-- Your objective --
Give the data back exactly. Leave out any images.

-- Provided information --
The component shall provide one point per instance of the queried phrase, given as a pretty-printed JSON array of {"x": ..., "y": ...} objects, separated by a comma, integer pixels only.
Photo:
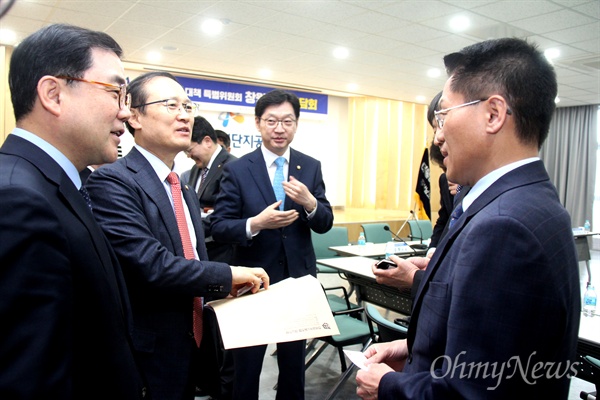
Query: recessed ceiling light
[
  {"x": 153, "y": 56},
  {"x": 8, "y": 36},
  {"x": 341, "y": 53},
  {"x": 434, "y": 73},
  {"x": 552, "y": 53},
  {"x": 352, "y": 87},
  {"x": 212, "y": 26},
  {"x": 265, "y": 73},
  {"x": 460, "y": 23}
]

-- Answer box --
The component shall provide one point per instance of the queried phrase, given as a pretty-printed JSON array of {"x": ..., "y": ...} objects, separated by a comma, integer pixels only.
Photo:
Query: recessed ceiling light
[
  {"x": 153, "y": 56},
  {"x": 8, "y": 36},
  {"x": 341, "y": 53},
  {"x": 434, "y": 73},
  {"x": 552, "y": 53},
  {"x": 352, "y": 87},
  {"x": 212, "y": 26},
  {"x": 265, "y": 73},
  {"x": 460, "y": 23}
]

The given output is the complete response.